作業指示 =>
A - コンスタンツェ・モーツァルトに関するブログ記事で「世界三大悪妻」に数えられるとされている妻を、夫の名前とあわせてすべて挙げてください。
B - コンスタンツェ・モーツァルトに関するブログ記事の続きを、最後の文の後から書き進めてください。

KJ's Books and Music

古寺多見(kojitaken)の本と音楽のブログ

「世界三大悪妻」って? - 小宮正安『コンスタンツェ・モーツァルト』を読む

 大作曲家・モーツァルト(1756-1791)の妻・コンスタンツェがいわゆる「悪妻」で、ハイドンともう一人の誰か*1と合わせて「大作曲家三大悪妻」などと言われていることは昔から知っていた。しかし、そのコンスタンツェがどうやら日本でだけ「世界三大悪妻」に数え入れられているらしいことは、下記の本を読んで初めて知った。

 

bookclub.kodansha.co.jp

 

 本書によると、コンスタンツェ以外の「悪妻」の2人は、ソクラテスの妻・クサンティッペトルストイの妻・ソフィアとされるが、場合によってはソフィアの代わりにナポレオン・ボナパルトの最初の妻・ジョゼフィーヌでも良いとのことだ。ほんまかいなと思って検索語「世界三大悪妻」でネット検索をかけたら、もののみごとにソクラテスモーツァルトトルストイの名前が挙がっていたのでびっくり仰天した。私は70年代に武川寛海(1914-1992, 音楽評論家にしてゴダイゴタケカワユキヒデの父)が書いた音楽史のエピソードを集めた類の本をよく読んだが、コンスタンツェの良い評判は確かに記憶にないけれども、そこまで極端にこき下ろされていた記憶もない。また、映画『アマデウス』でもコンスタンツェはそんな滅茶苦茶な人物造形はされてなかったように思うのだ。

 ところが、モーツァルトの研究家の間では昔から結構コンスタンツェは滅茶苦茶に叩かれていたらしい。それは何故か、というのが本書の主題なのだが、「モーツァルト信者」がモーツァルトを崇拝する勢い余って、というと、私が普段ヲチしている政治家の例がすぐに連想される。

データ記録
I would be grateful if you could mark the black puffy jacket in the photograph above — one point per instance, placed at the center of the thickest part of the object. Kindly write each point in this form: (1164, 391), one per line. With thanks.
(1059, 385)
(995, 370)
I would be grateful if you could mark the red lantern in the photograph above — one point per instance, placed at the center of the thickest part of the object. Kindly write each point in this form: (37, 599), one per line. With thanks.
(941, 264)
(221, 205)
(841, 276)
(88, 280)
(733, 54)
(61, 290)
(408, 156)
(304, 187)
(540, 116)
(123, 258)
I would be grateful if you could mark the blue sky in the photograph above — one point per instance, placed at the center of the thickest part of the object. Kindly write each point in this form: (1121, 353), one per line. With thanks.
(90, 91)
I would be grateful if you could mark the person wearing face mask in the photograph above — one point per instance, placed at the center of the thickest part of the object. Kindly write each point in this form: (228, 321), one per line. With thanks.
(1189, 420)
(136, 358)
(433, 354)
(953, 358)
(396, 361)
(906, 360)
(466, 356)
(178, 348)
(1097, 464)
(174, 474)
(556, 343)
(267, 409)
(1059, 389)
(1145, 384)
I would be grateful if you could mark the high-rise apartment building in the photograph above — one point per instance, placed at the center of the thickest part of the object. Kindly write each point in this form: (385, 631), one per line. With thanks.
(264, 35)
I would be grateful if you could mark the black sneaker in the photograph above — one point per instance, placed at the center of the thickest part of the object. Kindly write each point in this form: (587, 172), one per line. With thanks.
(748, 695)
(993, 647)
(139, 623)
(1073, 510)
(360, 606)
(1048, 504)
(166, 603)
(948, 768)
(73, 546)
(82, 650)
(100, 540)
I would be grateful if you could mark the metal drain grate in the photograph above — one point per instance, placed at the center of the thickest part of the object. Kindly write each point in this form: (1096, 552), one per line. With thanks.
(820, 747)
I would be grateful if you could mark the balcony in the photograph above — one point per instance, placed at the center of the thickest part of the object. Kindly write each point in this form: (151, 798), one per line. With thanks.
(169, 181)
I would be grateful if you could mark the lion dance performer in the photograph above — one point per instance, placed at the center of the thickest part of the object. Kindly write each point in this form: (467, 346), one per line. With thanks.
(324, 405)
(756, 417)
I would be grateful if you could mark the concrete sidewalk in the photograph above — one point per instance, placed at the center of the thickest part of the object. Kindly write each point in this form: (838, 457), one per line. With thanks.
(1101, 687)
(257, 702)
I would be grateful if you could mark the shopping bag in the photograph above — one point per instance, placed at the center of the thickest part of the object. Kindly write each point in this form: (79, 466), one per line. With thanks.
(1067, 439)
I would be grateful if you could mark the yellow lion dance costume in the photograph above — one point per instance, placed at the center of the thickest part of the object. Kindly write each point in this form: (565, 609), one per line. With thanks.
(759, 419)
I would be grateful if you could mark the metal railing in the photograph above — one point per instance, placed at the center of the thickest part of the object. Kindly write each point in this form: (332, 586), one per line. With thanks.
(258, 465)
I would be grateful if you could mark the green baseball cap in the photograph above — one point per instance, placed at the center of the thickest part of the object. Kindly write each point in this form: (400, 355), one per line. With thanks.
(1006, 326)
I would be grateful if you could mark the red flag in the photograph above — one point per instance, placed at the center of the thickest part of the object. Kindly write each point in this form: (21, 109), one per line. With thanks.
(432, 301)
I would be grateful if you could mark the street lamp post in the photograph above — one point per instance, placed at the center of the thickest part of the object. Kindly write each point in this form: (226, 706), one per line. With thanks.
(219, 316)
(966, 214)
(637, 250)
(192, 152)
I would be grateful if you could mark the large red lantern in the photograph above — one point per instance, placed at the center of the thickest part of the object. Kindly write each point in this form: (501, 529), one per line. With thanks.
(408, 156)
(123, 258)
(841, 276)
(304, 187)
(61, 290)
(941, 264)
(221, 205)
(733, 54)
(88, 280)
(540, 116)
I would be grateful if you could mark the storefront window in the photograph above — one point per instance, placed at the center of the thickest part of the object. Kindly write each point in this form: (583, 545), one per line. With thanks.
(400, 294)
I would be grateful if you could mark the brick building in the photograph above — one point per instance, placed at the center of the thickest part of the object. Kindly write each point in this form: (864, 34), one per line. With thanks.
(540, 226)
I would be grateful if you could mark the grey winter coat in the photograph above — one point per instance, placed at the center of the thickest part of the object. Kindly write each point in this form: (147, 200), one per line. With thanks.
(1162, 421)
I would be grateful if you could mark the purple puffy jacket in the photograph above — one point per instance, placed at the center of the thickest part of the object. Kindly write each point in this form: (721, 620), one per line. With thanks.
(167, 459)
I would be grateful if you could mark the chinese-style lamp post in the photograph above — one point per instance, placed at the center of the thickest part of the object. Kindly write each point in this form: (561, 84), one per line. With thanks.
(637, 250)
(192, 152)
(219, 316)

作業別の解答 =>
A - コンスタンツェ（モーツァルトの妻）、クサンティッペ（ソクラテスの妻）、ソフィア（トルストイの妻）、ジョゼフィーヌ（ナポレオン・ボナパルトの最初の妻）

B -
 たとえば小沢一郎という政治家がいる。ここで小沢の名前を挙げると、あんな奴を引き合いに出すなんてモーツァルトに失礼だとのお叱りを受けそうだし、崇拝される対象(モーツァルトと小沢)が月とスッポンだとは私も強く思う*2。しかし、崇拝する側の「信者」の心理は実によく似ているのだ。小沢一郎には熱狂的な「信者」が多数いて、贔屓の引き倒しは日常茶飯事だ。その小沢は数年前に離婚したらしく、それを週刊誌に書かれたことがあるのだが、それを指摘した人間が現れるや「信者」たちはいきり立ち、デマを流す人でなしとして、激しい罵詈雑言が浴びせられたものだ。しかし、小沢の離婚が事実だったことがわかると、今度は小沢の元妻が「信者」に非難された。つまり、小沢一郎はその「信者」にとっては神聖不可侵なのだ。

 モーツァルト研究家たちのコンスタンツェに対する憎悪は、「小沢信者」の狂信性とそっくりだ。少なくとも私は本書を読みながらしばしば「小沢信者」たちの狂態を思い出していた。

 では、コンスタンツェはどのように罵られていたのか。一昨年に本書が刊行された直後に首藤淳哉氏が書いた書評から、以下に引用する。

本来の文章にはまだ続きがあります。